C’est au fil de mes visites à l’atelier d’Utku Varlık qu’une plaque, apposée à l’entrée du bâtiment et portant le nom de l’architecte, a retenu mon attention. Cette découverte m’a conduite à la Cité de l’architecture à Paris, où j’ai pu voir une maquette de la cité d’artistes, datée d’environ 1992 et entrée dans les collections grâce au don de Nathalie Régnier-Kagan, elle-même architecte et épouse de Michel Kagan.

 

 

Le projet comprend 38 ateliers et 12 logements. Orientés au nord et ouverts sur le parc, les ateliers bénéficient d’une lumière naturelle diffuse, particulièrement recherchée par les artistes. Ce dispositif spatial, associé à une coursive suspendue, articule trois volumes géométriques distincts : un avant-corps cylindrique encadré par deux bâtiments, l’un carré, l’autre triangulaire.

 

 

 

Cette organisation évoque la promenade architecturale de Le Corbusier, réinterprétée par Kagan dans une perspective néo-moderne où béton blanc et jeux de transparence orchestrent une véritable expérience sensorielle du lieu. Bien plus qu’un simple cadre fonctionnel, le bâtiment devient un organisme vivant.

 

La cité d’artistes a été sélectionnée en 1992 pour le prestigieux Prix de l’Équerre d’Argent du Moniteur, ainsi que pour le Prix européen d’architecture Mies van der Rohe à Barcelone.

Consigne 1
Indiquez si chacune des affirmations suivantes concorde avec le texte sur la cité d'artistes, et justifiez chaque réponse par une citation exacte de ce texte. (a) Le projet compte 38 ateliers et 12 logements. (b) Les ateliers sont orientés au sud. (c) La maquette est entrée dans les collections à la suite d'un achat.
Consigne 2
Poursuivez le texte sur la cité d'artistes à partir de sa dernière phrase.

Données enregistrées
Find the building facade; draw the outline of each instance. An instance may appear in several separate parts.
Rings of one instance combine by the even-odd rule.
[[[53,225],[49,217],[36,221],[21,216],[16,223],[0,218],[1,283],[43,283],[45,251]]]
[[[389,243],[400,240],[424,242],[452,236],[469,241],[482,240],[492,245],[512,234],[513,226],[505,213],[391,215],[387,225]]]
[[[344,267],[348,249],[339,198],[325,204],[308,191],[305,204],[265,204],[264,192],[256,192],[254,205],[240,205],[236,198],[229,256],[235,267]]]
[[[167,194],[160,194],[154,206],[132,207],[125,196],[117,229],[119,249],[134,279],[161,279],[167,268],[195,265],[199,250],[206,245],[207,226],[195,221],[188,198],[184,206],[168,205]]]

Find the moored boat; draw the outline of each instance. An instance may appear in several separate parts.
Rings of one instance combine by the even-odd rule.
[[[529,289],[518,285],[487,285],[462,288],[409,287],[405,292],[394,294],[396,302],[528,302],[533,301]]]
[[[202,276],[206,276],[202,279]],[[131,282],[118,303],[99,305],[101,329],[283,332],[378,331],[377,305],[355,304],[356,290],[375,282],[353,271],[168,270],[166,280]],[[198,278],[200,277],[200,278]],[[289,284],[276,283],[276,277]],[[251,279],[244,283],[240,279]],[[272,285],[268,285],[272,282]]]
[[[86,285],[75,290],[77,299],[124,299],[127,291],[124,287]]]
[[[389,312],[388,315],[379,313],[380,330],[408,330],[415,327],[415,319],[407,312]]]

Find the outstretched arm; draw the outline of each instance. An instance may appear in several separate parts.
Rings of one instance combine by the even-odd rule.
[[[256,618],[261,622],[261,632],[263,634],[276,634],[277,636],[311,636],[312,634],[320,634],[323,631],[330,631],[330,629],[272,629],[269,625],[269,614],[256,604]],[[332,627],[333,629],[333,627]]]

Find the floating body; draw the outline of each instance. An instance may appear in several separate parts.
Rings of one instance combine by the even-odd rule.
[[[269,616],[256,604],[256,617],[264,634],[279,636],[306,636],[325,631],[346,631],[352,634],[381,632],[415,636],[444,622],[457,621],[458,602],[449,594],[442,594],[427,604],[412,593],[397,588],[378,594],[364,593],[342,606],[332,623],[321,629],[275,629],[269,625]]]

Réponse 1
(a) Oui : « Le projet comprend 38 ateliers et 12 logements. »
(b) Non : « Orientés au nord et ouverts sur le parc »
(c) Non : « entrée dans les collections grâce au don de Nathalie Régnier-Kagan »

Réponse 2
Le parc Citroën-Cévennes, dans lequel s’insère la Cité, mérite également le détour. À la fois espace public et jardin paysager, il prolonge l’intention architecturale d’ouverture, de respiration urbaine et de dialogue entre art et nature. Ce cadre naturel complète l’atelier : il devient source d’inspiration, lieu de promenade et prolongement du regard.

 

 

 

Pourtant, malgré les décennies écoulées, ce lieu – et son importance dans le parcours d'Utku Varlık – a été très peu abordé sous l’angle architectural dans la littérature française, et jamais, à ma connaissance, par des auteurs turcs. Proposer cette lecture me semble aujourd’hui essentiel pour comprendre comment l’espace peut nourrir une œuvre.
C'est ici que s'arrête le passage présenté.